++++ DATASET EXCERPTS ++++
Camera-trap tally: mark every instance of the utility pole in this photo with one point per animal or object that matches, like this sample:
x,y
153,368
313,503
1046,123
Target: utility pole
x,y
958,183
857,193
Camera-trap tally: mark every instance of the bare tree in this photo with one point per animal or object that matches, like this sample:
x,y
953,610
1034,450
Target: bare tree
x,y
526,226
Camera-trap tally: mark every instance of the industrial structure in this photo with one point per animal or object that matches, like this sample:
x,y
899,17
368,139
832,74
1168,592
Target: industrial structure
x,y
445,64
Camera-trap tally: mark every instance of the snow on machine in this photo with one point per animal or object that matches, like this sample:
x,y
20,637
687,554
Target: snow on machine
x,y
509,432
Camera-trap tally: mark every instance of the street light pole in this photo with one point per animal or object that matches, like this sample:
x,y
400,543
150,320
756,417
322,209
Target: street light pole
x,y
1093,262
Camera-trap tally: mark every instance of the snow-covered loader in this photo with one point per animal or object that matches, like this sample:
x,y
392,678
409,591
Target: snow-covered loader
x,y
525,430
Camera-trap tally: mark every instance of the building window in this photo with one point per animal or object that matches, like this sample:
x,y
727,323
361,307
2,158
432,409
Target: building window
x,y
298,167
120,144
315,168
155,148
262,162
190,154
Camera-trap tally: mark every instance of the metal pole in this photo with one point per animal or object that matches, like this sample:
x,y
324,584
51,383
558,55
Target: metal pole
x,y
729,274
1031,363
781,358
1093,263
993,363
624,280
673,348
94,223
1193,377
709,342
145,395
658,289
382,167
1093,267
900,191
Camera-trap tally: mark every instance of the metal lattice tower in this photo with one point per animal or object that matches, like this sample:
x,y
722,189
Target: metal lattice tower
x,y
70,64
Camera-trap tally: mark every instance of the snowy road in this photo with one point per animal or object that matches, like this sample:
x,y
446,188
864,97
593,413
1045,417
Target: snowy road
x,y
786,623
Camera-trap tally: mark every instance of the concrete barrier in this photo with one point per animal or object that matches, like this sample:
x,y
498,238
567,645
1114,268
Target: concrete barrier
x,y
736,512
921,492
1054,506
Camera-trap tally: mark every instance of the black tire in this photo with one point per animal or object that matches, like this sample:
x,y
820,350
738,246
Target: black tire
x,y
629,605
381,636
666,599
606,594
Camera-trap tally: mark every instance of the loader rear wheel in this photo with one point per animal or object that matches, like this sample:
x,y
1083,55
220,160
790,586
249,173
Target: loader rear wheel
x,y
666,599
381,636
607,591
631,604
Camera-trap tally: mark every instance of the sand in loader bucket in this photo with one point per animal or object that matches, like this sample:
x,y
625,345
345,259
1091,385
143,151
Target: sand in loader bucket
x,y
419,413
++++
DIRECTIVE — Print all of the data exactly as it was given.

TASK OUTPUT —
Camera-trap tally: mark every instance of the utility pole in this photo with one point per animal or object that matches, like this sample:
x,y
153,368
313,503
1046,123
Target: utility pole
x,y
958,183
857,193
Camera-trap tally: mark every instance of the bare tree in this photo with one point per animal or object that matches, like this sample:
x,y
953,610
1034,450
Target: bare tree
x,y
526,226
Camera-trap tally: mark every instance of the industrial structure in this photo with one point per animal or object that matches, like this sample:
x,y
899,17
368,139
832,74
1168,592
Target: industrial structure
x,y
445,64
Camera-trap tally: mark every instance of the snow on machine in this photo with one point per animal or object that matches, like this sample:
x,y
20,637
687,554
Target: snow on machine
x,y
509,432
Camera-trap tally: mark every instance of the street light pole in this photo with one point per animal or object that matches, like this sample:
x,y
400,543
150,320
756,417
322,209
Target: street light pole
x,y
1093,262
Camera-trap tally: mark every instance of the snow-covered loader in this photo with one point per animal or object that matches, like this sample:
x,y
392,678
409,591
Target: snow-covered loader
x,y
525,430
Camera-trap tally: mark every instance of the building window in this photo with one point per animal or object that matches, like this sample:
x,y
727,323
361,307
2,158
432,409
Target: building window
x,y
298,167
120,144
315,168
155,148
262,162
190,154
Camera-trap tally: mark every instance of the metal pole in this photo with one point per animal or object that matches, like this sample:
x,y
324,584
51,383
558,55
Target: metal pole
x,y
729,274
1031,363
781,358
1093,263
993,363
624,280
673,348
94,223
1193,377
709,342
145,395
658,289
382,167
1093,267
900,191
Camera-trap tally: mark every instance of the metal lattice tower in this photo with one point per animal or object that matches, like this sample:
x,y
722,189
Target: metal lattice tower
x,y
70,64
Camera-trap tally: mark every instance of the snowy road in this photo with one point per animal or object that matches, like this sample:
x,y
446,188
864,97
593,413
1045,417
Target: snowy road
x,y
786,623
Camera-trap tally: mark every instance of the concrete barrier in this photo with one point per animal or object that matches, like this sample:
x,y
498,238
567,645
1114,268
Target: concrete barrier
x,y
736,512
921,492
1054,506
Camera-trap tally: mark every instance of the black tire in this photo with one point per animal or object that matches, like this sample:
x,y
820,350
738,246
Target: black tire
x,y
629,605
381,636
666,599
606,594
Camera-trap tally: mark every instance of the loader rear wheel in this photo with one point per animal or object that matches, like this sample:
x,y
1083,55
220,160
790,586
249,173
Target: loader rear wheel
x,y
666,599
381,636
607,591
631,604
Camera-trap tally: mark every instance of the sand in loader bucket in this photo with one point per animal or object that matches, like this sample:
x,y
625,345
345,259
1091,385
143,151
Target: sand in loader bucket
x,y
419,413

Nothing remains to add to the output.